The exercise — Reproduce each record exactly.

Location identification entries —
>>>>>
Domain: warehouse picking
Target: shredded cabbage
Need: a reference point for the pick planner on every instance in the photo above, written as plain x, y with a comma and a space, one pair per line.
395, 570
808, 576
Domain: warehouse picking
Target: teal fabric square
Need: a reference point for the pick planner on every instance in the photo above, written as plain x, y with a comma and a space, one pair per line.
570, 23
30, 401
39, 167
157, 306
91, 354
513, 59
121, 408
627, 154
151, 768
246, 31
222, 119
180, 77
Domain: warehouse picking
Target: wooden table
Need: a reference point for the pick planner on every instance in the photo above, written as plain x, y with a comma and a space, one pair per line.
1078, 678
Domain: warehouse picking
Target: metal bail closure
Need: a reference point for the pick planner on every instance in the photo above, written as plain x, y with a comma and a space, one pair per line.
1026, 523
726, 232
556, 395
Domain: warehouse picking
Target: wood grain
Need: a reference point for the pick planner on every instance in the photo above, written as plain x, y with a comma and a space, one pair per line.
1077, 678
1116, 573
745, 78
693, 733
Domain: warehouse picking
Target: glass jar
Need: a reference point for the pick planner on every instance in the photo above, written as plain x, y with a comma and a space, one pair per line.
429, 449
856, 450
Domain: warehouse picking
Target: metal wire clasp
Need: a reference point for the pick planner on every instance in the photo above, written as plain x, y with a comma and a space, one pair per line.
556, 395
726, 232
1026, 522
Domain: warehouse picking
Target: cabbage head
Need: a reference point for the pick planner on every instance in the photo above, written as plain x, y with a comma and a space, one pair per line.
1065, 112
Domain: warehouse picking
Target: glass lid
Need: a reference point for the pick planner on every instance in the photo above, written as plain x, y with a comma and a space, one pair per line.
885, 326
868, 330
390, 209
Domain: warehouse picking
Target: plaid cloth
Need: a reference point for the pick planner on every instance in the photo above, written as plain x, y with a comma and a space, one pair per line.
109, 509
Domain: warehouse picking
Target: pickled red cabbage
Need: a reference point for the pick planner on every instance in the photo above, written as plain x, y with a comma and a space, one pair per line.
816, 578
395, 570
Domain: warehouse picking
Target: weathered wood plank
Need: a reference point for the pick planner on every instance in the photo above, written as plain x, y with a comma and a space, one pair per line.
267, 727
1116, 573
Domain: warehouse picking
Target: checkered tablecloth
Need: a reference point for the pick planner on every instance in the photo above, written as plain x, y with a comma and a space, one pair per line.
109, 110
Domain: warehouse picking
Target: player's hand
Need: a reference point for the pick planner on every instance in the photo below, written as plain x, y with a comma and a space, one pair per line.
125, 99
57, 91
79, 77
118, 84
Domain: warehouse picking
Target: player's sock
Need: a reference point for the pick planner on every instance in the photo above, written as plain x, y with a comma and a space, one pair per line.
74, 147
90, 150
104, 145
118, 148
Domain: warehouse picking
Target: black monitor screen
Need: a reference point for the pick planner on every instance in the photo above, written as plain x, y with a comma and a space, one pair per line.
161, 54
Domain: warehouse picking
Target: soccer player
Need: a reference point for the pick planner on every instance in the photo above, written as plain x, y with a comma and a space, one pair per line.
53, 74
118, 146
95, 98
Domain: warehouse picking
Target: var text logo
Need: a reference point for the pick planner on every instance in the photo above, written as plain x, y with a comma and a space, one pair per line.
<<<<<
Written solution —
Domain: warehouse picking
Target: shredded cabbage
Need: a reference point for the pick planner on every instance in the photo above, written as plain x, y with a comma and a space, one pair per line.
395, 570
808, 576
Domain: warehouse picking
Target: teal fabric square
Need: a reference point for the pick planner on every instance in the photo above, written as plain x, y with a comma and a space, one pair per line.
570, 23
30, 401
39, 167
157, 306
91, 354
513, 59
121, 408
627, 154
151, 768
246, 31
222, 119
180, 77
Domain: warehouse picking
Target: wooden table
Need: a reference point for the pick planner on every instance in the photo above, written as plain x, y with a comma and a space, one pair per line.
1078, 678
Domain: warehouse picking
Target: metal bail closure
Need: a reference point for the pick planner on every instance in the photo above, written as plain x, y with a comma and a space, one pair per line.
1026, 523
726, 232
556, 395
Domain: warehouse picking
Target: wood grain
Need: a reference point for the pick planner on every instance in the photo above, written as plain x, y with a comma and a space, one pair per line.
1077, 678
1116, 573
745, 78
693, 733
Domain: warehouse picking
Target: glass jar
Need: a reference point for the pick planner on every instance in the photo above, written as plain x, y with a comma and a space, one pair per line.
429, 449
856, 450
Domain: warehouse picking
Target: metal wire clasp
Need: a reference point for the pick planner on every instance in the photo above, written as plain x, y with a comma and a space, one pair per line.
556, 395
726, 232
1026, 522
Domain: warehouse picking
Target: cabbage head
Need: a reference point for the pick planner on every instance in the photo above, written as plain x, y with a comma and a space, one pair per line.
1065, 112
Domain: warehouse picking
Target: glass lid
Need: a reference point for the pick planner on every instance in the photo above, written as plain x, y with a comma and a space, one pair per line.
885, 326
868, 330
390, 209
Domain: warehouse picking
Target: plaid cloth
Need: a reference point for the pick planner on every instance in the photo above, written as plain x, y with a comma and a space, one pair per line.
109, 509
Domain: warehouse picking
Target: pickled red cabbage
Need: a reference point for the pick planner on every instance in the photo above, written as plain x, y with a comma and a space, one pair per line.
816, 578
395, 570
Domain: warehouse picking
Target: weathered wood plank
Need: a reference point for the pick planner on every instance in the photo above, written as plain x, y with a comma and a space, one pair per line.
267, 727
1116, 573
Domain: warehouse picking
Target: checkered tablecloth
Need: a reference point for the pick planner on every instance in the photo above, written as plain x, y with a comma and a space, one pair per line.
109, 110
Domain: warehouse picking
Target: player's hand
Need: a reference point for the pick planner on every instance in the photo below, written as plain x, y with a comma and a space, one pair per line.
125, 99
57, 91
79, 77
118, 84
Domain: warehouse picking
Target: player's sock
Need: a reference point for the pick planner on every instance in the photo above, written as plain x, y with a comma and a space, one pair per line.
74, 147
90, 150
104, 145
118, 148
Domain: warehouse picking
Target: black monitor screen
Need: a reference point for the pick planner on every instance in the photo above, written as plain x, y with a comma and a space, one pair per line.
161, 54
Domain: warehouse picking
Target: soccer player
Need: a reference point for the pick planner on every instance in the photo above, written as plain x, y with a comma and a space, one pair per line.
53, 74
118, 146
95, 98
Domain: warehouse picking
Target: var text logo
Need: a reference point for the pick planner on every instance in the photo above, written as plain x, y with a comma and a space, one pair per line.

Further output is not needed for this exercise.